» STORED DATA:
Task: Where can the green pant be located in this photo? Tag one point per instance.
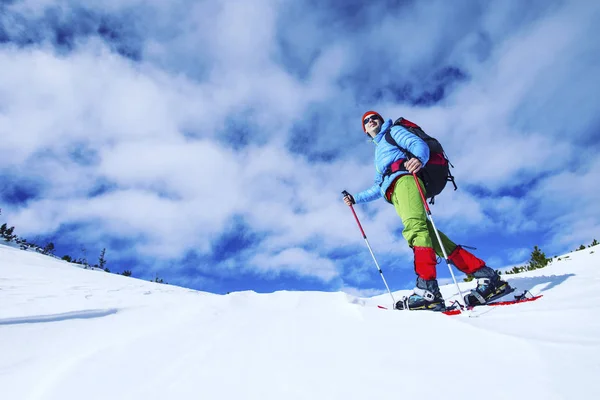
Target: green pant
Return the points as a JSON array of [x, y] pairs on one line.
[[418, 230]]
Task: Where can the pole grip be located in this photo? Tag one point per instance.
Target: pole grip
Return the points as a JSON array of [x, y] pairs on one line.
[[421, 193], [345, 193]]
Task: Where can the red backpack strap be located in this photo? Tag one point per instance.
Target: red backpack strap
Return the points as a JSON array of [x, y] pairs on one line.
[[406, 123]]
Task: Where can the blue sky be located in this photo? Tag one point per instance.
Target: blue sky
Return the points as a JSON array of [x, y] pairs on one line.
[[208, 142]]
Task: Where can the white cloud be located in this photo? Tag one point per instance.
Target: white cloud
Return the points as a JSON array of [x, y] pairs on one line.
[[156, 134]]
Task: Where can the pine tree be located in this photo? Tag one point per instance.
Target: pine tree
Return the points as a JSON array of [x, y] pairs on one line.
[[48, 249], [102, 260], [7, 233], [538, 259]]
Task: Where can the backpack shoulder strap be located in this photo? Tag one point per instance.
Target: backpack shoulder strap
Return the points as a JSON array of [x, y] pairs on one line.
[[392, 141]]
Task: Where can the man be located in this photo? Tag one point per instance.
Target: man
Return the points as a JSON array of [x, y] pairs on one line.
[[395, 182]]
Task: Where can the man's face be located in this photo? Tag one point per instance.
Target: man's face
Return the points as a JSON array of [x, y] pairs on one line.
[[372, 125]]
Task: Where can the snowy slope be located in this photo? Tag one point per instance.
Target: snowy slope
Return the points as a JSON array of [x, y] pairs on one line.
[[68, 333]]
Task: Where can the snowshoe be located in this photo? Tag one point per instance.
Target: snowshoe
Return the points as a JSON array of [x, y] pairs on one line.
[[487, 290], [422, 299]]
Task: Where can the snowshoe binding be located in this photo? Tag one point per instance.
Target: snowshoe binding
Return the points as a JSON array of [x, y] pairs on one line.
[[426, 296], [489, 288]]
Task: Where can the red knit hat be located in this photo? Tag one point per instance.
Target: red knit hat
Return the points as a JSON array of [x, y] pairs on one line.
[[368, 114]]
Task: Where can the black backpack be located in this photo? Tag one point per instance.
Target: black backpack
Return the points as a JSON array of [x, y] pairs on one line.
[[436, 172]]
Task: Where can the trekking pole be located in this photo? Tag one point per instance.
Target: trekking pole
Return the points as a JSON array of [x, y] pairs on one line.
[[437, 235], [345, 193]]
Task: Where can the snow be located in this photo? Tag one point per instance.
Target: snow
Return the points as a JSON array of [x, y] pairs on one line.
[[69, 333]]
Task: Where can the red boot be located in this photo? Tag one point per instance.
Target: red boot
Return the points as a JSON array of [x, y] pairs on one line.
[[465, 261], [425, 262]]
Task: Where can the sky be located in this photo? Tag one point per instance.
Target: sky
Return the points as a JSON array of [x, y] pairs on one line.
[[68, 333], [208, 142]]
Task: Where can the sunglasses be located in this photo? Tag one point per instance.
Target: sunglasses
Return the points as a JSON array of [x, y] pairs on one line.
[[371, 118]]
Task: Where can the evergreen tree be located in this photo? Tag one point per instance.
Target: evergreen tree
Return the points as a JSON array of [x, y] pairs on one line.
[[48, 249], [102, 260], [7, 233], [538, 259]]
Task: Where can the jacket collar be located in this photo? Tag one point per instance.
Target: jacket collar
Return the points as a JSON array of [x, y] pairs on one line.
[[384, 128]]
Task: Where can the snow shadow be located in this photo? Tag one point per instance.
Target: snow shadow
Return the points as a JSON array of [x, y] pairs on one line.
[[541, 283], [34, 319]]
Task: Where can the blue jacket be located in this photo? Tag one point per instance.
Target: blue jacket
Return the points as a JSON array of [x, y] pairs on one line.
[[386, 154]]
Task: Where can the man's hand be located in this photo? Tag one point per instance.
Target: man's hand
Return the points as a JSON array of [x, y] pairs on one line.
[[413, 165], [348, 199]]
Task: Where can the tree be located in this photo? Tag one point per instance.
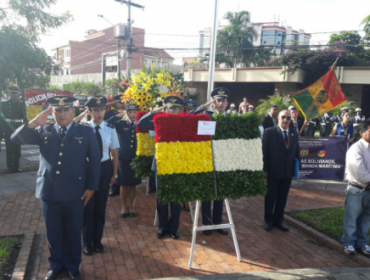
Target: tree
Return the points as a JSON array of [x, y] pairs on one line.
[[22, 62], [317, 62], [236, 40], [347, 40]]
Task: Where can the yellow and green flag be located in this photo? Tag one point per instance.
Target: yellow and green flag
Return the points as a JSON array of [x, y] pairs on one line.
[[320, 97]]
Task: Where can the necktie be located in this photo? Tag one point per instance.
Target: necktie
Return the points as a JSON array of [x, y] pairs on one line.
[[100, 140], [62, 132], [286, 139]]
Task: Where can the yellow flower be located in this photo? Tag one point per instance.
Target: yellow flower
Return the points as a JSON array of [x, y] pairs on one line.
[[167, 83]]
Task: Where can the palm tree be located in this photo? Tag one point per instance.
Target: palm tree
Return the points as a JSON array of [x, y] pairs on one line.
[[366, 21], [236, 40], [283, 102]]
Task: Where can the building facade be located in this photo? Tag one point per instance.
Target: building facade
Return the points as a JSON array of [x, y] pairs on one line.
[[269, 34], [98, 56]]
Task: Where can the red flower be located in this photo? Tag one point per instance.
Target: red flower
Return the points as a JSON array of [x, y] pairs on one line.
[[139, 115]]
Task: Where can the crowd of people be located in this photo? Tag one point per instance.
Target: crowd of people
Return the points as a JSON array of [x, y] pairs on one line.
[[81, 162]]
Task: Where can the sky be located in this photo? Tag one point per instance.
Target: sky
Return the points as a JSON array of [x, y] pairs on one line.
[[181, 20]]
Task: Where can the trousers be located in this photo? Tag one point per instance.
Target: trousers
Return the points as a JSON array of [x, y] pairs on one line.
[[275, 199], [63, 223], [94, 214]]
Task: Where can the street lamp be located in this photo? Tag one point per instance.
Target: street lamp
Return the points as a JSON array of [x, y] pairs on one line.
[[118, 52], [212, 57], [106, 19]]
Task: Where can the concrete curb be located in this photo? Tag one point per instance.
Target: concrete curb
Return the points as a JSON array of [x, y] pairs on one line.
[[329, 242], [23, 257]]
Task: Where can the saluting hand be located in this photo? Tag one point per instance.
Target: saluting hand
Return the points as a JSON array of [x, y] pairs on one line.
[[87, 195], [40, 119], [112, 180]]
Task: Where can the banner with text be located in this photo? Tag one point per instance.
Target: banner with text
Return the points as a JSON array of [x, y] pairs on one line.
[[322, 158], [36, 101]]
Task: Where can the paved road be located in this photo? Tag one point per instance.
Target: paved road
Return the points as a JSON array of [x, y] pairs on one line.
[[29, 158], [293, 274]]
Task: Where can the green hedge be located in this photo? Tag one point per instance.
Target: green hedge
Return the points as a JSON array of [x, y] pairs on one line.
[[186, 187]]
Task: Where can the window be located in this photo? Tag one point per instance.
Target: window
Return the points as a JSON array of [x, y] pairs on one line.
[[111, 69]]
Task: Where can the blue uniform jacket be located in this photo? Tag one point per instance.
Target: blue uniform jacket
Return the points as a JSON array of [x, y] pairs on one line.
[[64, 173], [127, 138], [110, 113]]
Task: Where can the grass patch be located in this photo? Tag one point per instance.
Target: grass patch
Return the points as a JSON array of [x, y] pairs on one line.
[[328, 221], [9, 249], [25, 169]]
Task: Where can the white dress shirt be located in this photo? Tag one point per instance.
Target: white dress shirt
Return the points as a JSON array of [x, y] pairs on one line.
[[282, 130], [109, 137], [358, 163], [273, 119]]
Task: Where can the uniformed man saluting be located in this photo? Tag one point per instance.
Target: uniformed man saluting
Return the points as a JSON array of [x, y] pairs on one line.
[[65, 180], [13, 116]]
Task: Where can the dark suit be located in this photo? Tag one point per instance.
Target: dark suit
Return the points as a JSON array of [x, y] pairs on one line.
[[268, 122], [63, 176], [300, 122], [326, 125], [279, 163], [13, 117], [165, 224]]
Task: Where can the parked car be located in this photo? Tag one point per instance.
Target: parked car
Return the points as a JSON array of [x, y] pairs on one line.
[[82, 99]]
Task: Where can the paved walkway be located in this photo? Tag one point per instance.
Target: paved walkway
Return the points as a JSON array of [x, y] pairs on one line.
[[132, 250]]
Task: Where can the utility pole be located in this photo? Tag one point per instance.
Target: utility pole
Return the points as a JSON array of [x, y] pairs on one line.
[[211, 71], [129, 48], [119, 59]]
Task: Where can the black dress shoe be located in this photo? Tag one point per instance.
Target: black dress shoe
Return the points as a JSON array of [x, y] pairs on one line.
[[51, 275], [88, 251], [98, 248], [268, 226], [75, 275], [222, 231], [281, 227], [113, 193], [174, 235], [161, 234]]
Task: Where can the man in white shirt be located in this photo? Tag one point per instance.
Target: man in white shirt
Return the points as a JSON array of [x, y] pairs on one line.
[[356, 222], [94, 214]]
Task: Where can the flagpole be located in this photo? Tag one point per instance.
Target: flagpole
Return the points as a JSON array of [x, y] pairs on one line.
[[211, 72], [335, 63]]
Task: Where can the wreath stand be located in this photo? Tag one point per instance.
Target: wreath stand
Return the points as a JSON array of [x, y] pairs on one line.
[[197, 228]]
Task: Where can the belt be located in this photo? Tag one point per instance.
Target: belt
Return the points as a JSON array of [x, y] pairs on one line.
[[352, 184], [16, 121]]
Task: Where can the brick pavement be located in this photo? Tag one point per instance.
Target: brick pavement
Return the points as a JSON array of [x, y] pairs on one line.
[[132, 250]]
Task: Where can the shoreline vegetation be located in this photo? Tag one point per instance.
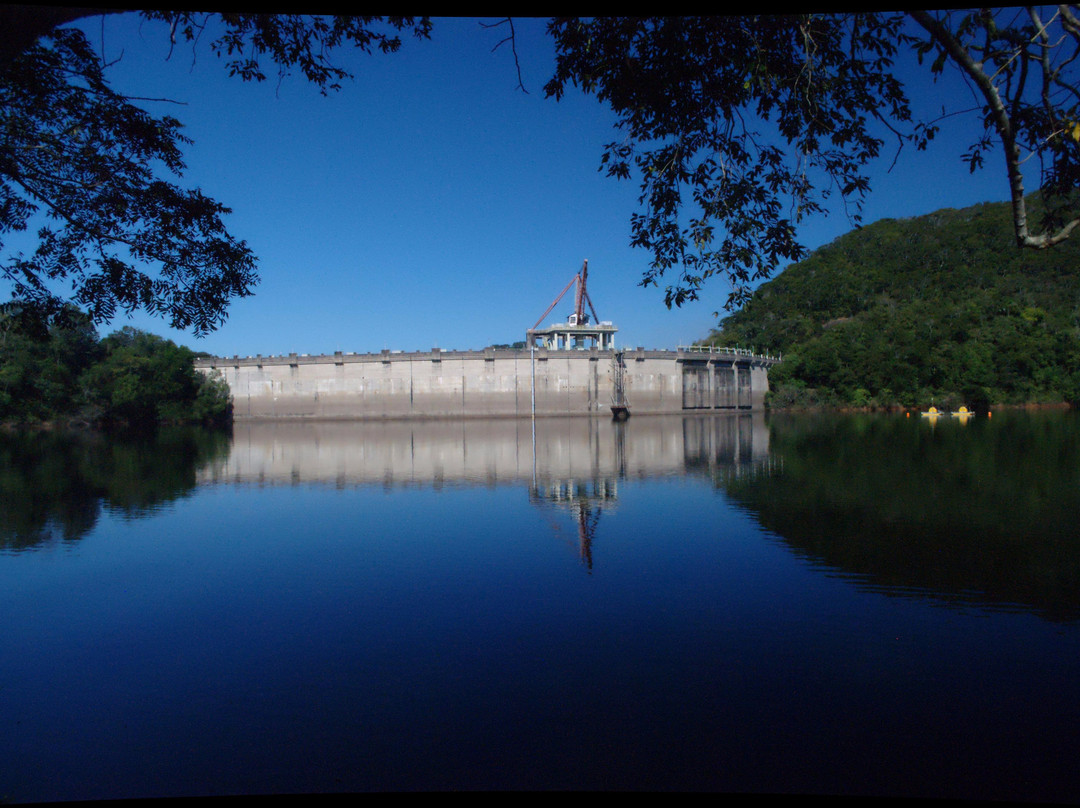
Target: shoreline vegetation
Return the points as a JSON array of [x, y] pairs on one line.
[[71, 378], [940, 309]]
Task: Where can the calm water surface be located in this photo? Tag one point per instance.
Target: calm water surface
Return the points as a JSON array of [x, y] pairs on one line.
[[834, 605]]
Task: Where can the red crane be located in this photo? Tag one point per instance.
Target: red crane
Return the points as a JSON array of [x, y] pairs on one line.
[[580, 298]]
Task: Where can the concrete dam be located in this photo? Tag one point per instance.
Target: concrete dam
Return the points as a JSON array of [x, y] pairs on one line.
[[491, 382], [567, 368]]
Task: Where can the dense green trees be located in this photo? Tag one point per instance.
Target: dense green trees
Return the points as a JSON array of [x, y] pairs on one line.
[[920, 310], [130, 378]]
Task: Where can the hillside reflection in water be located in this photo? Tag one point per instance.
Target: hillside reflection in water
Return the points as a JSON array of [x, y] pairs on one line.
[[706, 603]]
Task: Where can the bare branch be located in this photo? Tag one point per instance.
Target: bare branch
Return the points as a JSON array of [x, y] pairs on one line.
[[513, 46]]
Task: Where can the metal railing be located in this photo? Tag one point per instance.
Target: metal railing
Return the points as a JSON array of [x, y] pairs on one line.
[[737, 351]]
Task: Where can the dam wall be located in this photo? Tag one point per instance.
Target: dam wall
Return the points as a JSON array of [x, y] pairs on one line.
[[490, 382], [472, 452]]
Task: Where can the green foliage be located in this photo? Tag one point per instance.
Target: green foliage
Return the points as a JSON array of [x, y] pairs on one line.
[[904, 312], [737, 128], [130, 378], [54, 484]]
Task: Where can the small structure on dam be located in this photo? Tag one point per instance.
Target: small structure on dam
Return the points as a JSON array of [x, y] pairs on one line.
[[568, 368]]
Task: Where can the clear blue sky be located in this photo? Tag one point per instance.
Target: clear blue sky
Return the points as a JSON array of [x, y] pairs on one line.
[[430, 202]]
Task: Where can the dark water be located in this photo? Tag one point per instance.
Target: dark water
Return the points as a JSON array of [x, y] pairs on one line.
[[811, 605]]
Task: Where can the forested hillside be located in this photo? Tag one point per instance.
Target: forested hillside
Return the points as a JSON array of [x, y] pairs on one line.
[[129, 378], [942, 308]]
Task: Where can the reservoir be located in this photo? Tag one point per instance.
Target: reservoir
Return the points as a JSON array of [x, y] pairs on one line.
[[736, 602]]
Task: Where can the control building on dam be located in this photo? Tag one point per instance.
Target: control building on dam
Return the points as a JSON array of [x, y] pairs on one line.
[[567, 368]]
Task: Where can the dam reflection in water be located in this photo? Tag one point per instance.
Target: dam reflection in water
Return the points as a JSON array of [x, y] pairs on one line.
[[569, 465], [333, 607]]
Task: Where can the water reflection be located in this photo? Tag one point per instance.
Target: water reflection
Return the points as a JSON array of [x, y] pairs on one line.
[[486, 452], [976, 513], [53, 485]]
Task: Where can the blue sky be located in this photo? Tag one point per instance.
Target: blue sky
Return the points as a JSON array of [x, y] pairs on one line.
[[431, 203]]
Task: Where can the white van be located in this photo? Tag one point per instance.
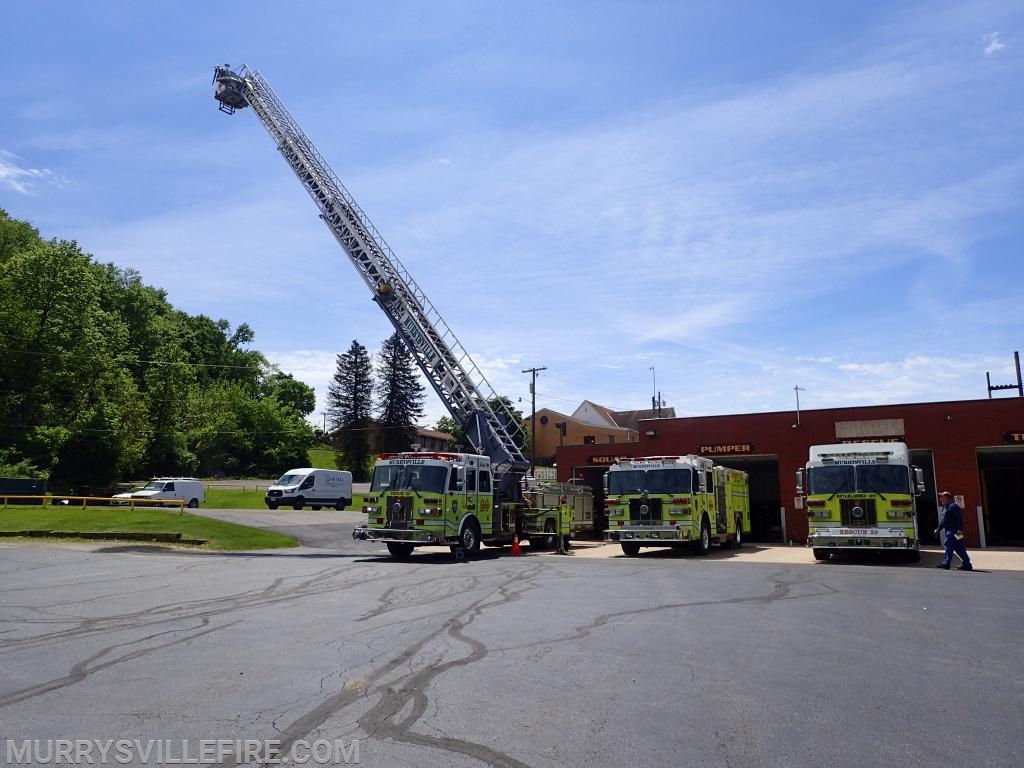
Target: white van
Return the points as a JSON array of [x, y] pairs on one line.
[[317, 487], [187, 489]]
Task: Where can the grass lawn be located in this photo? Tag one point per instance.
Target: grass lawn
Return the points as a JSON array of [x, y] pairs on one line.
[[218, 535]]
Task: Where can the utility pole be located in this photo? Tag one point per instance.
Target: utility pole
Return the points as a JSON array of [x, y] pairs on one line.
[[653, 393], [532, 417]]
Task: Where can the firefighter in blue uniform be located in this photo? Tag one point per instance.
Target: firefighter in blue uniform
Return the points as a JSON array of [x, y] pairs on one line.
[[952, 523]]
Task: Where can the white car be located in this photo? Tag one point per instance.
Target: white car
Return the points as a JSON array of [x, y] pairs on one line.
[[186, 489]]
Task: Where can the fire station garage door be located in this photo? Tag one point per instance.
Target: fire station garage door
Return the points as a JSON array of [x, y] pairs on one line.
[[1000, 471], [765, 502]]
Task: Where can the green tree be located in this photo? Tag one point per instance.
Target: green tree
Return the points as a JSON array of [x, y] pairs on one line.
[[349, 403], [62, 394], [448, 425], [399, 396], [15, 237], [287, 390]]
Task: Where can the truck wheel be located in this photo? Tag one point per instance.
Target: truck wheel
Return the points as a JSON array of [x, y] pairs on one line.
[[545, 540], [704, 543], [399, 550], [470, 538]]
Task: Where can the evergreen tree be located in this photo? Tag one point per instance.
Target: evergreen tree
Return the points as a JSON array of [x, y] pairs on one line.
[[399, 396], [349, 403]]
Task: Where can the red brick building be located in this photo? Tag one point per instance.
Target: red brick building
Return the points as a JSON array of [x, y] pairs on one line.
[[974, 449]]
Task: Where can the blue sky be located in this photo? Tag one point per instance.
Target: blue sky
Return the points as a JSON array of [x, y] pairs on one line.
[[721, 201]]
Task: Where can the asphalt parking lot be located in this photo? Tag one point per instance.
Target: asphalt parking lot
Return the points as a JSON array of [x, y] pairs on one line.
[[760, 657]]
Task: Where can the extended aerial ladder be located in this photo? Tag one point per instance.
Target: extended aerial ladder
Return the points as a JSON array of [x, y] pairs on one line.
[[442, 359]]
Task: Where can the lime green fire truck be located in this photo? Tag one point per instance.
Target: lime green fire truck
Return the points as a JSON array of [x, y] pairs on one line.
[[861, 497], [676, 501], [449, 499]]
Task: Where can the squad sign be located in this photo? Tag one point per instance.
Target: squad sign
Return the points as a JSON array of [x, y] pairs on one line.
[[603, 461]]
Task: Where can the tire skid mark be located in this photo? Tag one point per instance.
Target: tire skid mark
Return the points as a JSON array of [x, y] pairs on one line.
[[780, 591], [411, 695]]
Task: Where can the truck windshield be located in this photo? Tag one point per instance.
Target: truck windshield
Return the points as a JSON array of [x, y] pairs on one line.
[[671, 480], [406, 477], [884, 478], [861, 478]]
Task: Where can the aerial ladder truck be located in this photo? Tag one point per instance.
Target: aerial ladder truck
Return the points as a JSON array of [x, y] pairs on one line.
[[406, 515]]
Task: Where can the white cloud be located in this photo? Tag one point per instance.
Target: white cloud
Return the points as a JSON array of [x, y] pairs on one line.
[[15, 176], [992, 43]]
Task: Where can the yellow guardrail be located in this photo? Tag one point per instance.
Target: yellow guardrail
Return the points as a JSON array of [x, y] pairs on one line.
[[83, 502]]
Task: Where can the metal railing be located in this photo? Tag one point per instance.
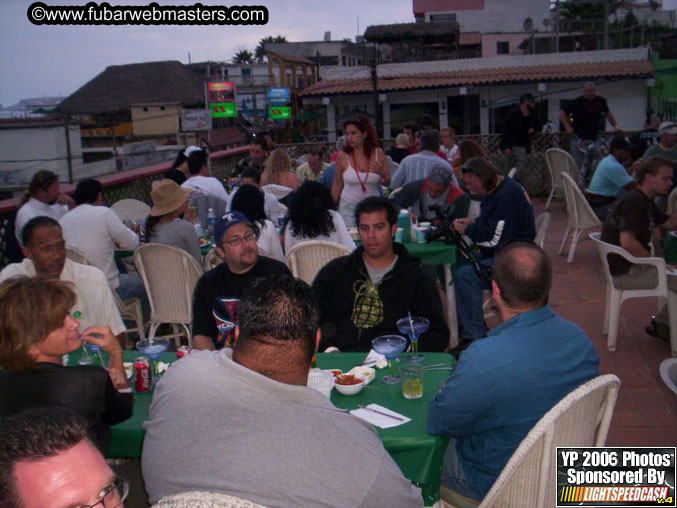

» TASK STATEMENT: Only the number is required: state how many lines of the entries hold the word "slope".

» FINISHED EXERCISE: 2